=== 提示本文 ===

____________________

西日本高速道路様:将来にわたって輝き続ける高速道路を作る

西日本高速道路株式会社(以下、NEXCO西日本)様では、日本の構造的な課題である人口減少・車の減少という背景の中、中期経営計画でサービスエリアの今後の在り方を考えておられました。
その中でオージス総研は、20年後、30年後でも変わらない普遍的なお客様の価値観とは何かを見出すためのご支援を行いました。コロナ禍初期の、人の価値観が揺らいでいる最中での、普遍的な価値観の導出は苦労もあったようですが、このような時期だからこそ得られたものもあったようです。
今回のプロジェクトに至った背景や、サービスエリアでの調査やワークショップを経て作成されたコンセプトが、現在どのように用いられているか、インタビューでお話しいただきました。

____________________

一まとまりのデータ:
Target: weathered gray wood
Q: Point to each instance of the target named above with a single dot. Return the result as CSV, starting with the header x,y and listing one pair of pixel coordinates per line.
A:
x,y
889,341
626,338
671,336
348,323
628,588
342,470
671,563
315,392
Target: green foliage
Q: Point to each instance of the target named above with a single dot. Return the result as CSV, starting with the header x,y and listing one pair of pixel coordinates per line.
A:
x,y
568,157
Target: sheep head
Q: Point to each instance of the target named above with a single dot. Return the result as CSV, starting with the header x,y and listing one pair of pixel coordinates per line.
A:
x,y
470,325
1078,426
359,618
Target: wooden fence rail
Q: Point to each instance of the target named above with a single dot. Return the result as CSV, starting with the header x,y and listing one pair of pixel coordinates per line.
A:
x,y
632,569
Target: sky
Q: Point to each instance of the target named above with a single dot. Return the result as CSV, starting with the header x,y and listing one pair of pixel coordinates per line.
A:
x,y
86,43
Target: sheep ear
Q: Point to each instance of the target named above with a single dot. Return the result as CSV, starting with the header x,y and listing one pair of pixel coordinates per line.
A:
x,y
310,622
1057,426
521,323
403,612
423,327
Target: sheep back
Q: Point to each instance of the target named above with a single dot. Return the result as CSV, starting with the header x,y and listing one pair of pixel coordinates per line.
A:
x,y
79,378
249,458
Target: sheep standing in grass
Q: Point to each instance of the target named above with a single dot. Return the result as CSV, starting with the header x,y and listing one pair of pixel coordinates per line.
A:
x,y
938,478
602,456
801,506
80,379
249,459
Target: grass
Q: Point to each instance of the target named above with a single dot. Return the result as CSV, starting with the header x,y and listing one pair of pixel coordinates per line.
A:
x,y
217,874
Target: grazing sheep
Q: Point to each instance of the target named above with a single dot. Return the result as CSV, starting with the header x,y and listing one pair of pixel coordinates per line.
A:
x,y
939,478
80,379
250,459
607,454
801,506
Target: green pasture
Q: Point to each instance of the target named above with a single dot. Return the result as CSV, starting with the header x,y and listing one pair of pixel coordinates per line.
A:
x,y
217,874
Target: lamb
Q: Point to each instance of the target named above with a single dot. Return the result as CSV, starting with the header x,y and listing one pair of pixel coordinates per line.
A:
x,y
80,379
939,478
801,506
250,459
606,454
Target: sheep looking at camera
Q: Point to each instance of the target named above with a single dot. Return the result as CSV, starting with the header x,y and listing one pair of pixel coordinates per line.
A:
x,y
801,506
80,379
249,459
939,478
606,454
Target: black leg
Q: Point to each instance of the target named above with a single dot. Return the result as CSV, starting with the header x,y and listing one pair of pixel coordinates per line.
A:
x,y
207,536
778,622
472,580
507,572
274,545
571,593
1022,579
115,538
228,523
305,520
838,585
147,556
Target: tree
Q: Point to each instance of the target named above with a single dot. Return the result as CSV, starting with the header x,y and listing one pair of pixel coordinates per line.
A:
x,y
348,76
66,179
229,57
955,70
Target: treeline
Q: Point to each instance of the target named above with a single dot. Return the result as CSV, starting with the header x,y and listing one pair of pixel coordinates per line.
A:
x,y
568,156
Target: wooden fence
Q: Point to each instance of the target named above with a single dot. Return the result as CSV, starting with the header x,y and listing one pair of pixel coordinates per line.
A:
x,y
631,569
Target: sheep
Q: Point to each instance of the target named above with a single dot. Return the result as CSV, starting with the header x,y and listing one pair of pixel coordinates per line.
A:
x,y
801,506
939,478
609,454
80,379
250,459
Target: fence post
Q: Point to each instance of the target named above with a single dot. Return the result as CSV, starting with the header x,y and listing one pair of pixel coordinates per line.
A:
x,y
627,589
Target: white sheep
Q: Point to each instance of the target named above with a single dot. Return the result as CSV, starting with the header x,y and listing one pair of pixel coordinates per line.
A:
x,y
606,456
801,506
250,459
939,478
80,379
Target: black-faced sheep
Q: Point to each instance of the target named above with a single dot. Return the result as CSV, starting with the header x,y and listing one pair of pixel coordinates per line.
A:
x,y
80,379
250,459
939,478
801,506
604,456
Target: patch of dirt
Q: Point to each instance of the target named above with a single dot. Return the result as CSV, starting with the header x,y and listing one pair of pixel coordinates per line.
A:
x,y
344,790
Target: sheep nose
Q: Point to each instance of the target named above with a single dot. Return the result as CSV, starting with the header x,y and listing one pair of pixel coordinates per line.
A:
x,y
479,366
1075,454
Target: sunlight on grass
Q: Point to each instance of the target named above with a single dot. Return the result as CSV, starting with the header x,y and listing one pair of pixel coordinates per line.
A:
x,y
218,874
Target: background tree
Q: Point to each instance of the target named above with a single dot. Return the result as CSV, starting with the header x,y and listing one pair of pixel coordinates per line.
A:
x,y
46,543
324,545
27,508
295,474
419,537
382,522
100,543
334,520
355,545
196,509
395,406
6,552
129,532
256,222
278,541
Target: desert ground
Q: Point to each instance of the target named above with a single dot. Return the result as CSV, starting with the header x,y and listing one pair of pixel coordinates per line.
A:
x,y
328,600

____________________

=== 課題の目的 ===
サービスエリアに関する事例紹介文のうち、「西日本高速道路様:将来にわたって輝き続ける高速道路を作る」で始まり「ューでお話しいただきました。」で終わる箇所を、一字一句違えずに引用してください。

=== 正解 ===
西日本高速道路様:将来にわたって輝き続ける高速道路を作る

西日本高速道路株式会社(以下、NEXCO西日本)様では、日本の構造的な課題である人口減少・車の減少という背景の中、中期経営計画でサービスエリアの今後の在り方を考えておられました。
その中でオージス総研は、20年後、30年後でも変わらない普遍的なお客様の価値観とは何かを見出すためのご支援を行いました。コロナ禍初期の、人の価値観が揺らいでいる最中での、普遍的な価値観の導出は苦労もあったようですが、このような時期だからこそ得られたものもあったようです。
今回のプロジェクトに至った背景や、サービスエリアでの調査やワークショップを経て作成されたコンセプトが、現在どのように用いられているか、インタビューでお話しいただきました。